## EXERCISE BRIEF
Please repeat the rows below word for word, beginning at the line that has "Mark one point on each instance of the sofa cushion" and stopping after the line that has "pixel 372 185".

--- START OF DATA ---

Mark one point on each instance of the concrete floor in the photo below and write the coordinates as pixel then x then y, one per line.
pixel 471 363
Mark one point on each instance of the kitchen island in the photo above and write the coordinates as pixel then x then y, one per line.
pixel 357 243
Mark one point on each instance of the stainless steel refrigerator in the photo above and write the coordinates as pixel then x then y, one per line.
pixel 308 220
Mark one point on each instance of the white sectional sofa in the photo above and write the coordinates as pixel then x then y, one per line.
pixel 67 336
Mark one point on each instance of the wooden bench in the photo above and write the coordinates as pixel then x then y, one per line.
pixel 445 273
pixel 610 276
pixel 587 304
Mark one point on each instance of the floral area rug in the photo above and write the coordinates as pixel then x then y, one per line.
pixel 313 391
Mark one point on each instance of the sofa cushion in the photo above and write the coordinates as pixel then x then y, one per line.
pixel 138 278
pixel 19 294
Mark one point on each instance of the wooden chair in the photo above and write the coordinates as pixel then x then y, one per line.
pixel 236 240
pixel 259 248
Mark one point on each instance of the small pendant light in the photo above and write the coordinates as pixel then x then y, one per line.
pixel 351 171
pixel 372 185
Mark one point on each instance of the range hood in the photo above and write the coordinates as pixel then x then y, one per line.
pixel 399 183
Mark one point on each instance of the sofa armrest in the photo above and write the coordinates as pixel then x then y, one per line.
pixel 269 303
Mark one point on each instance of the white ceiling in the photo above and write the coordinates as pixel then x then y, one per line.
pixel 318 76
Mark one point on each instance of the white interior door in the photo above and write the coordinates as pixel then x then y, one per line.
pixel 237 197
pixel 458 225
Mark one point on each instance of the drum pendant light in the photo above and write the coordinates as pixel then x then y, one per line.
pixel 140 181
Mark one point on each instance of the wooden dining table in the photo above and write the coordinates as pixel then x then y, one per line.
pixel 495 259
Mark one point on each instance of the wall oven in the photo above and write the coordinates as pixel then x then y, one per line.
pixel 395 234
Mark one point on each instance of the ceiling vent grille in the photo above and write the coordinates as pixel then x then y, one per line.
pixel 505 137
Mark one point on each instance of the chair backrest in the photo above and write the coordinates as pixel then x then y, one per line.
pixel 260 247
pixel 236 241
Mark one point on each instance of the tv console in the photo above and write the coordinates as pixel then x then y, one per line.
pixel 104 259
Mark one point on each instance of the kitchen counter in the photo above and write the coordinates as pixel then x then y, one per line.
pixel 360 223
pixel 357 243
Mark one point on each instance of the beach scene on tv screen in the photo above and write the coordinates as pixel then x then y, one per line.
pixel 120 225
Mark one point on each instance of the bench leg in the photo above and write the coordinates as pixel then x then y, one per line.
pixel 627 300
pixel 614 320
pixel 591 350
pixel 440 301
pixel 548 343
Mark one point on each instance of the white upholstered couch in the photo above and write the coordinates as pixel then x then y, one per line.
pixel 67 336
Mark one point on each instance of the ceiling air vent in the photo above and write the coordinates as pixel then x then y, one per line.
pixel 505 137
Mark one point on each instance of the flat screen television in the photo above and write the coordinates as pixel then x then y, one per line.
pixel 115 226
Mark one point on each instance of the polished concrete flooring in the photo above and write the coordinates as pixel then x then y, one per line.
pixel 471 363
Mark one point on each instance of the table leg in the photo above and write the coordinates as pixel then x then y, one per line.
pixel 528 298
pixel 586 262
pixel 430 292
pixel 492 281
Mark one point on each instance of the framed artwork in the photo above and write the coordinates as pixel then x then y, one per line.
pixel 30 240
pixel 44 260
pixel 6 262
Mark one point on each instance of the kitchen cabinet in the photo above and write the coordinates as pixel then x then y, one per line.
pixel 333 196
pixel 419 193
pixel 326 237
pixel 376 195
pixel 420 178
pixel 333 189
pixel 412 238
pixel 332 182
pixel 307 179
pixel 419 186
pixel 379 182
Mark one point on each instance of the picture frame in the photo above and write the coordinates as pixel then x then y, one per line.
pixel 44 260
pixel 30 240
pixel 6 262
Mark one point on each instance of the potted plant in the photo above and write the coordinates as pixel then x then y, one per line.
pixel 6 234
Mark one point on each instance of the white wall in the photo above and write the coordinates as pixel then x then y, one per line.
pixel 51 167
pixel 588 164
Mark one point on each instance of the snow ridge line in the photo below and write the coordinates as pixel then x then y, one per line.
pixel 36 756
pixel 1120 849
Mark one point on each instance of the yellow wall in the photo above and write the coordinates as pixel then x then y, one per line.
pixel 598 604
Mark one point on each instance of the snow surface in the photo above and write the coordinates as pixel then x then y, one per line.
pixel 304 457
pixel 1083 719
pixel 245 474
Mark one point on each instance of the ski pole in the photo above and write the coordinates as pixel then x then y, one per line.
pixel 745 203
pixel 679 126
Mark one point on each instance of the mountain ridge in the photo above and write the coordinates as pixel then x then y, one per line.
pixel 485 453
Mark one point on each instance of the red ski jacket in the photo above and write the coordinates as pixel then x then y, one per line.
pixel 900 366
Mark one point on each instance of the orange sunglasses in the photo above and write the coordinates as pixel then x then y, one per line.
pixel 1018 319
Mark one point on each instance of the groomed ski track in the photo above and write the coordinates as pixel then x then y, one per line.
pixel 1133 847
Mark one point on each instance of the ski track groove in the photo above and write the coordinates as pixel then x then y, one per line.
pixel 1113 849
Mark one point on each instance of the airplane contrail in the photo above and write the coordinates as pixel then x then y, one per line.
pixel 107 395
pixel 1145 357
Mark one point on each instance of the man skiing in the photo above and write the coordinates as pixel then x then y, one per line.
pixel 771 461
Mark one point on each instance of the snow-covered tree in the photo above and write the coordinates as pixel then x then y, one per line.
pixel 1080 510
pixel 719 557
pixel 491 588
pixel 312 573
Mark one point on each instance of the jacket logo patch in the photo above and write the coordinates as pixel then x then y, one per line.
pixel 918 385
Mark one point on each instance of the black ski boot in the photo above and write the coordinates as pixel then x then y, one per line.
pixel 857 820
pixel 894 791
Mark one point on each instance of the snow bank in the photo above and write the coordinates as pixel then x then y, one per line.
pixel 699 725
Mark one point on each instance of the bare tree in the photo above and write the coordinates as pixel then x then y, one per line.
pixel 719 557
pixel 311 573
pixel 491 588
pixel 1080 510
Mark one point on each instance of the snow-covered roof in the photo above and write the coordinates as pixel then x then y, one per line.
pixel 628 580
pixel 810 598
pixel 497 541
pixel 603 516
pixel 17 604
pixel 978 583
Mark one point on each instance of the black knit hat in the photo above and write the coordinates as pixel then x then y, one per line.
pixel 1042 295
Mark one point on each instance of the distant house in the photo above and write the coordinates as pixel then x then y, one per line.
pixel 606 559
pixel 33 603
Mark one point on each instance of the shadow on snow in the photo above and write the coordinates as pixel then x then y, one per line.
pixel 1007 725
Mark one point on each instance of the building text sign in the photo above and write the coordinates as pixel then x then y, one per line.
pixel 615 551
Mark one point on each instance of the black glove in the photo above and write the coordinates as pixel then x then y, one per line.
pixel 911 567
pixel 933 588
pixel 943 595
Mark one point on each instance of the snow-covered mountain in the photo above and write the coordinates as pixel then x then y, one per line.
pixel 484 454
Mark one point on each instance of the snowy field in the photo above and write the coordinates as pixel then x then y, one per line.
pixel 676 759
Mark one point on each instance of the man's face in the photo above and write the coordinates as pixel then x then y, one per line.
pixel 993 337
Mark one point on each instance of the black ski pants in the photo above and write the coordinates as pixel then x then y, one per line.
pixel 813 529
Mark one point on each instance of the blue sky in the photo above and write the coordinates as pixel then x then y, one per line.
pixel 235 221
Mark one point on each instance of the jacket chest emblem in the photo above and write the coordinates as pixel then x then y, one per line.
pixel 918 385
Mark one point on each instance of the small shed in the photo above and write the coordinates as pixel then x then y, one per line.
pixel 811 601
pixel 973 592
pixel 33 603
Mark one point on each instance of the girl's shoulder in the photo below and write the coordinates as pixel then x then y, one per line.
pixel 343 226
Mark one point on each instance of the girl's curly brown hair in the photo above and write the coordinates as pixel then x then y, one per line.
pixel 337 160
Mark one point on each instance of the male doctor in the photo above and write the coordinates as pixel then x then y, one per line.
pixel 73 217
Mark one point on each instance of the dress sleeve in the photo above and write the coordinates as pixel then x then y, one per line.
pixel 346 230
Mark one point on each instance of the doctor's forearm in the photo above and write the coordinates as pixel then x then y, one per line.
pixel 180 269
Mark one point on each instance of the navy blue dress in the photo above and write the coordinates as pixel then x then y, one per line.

--- END OF DATA ---

## EXERCISE SOLUTION
Mark one point on each instance of the sofa cushion in the photo above and write the coordinates as pixel then x then y, one per line.
pixel 138 278
pixel 19 294
Mark one point on each instance of the wooden chair in the photo above and write the coordinates as pixel then x then y, one per line.
pixel 236 240
pixel 259 248
Mark one point on each instance of the small pendant light in the photo above and write the coordinates as pixel then x then y, one per line.
pixel 351 171
pixel 372 185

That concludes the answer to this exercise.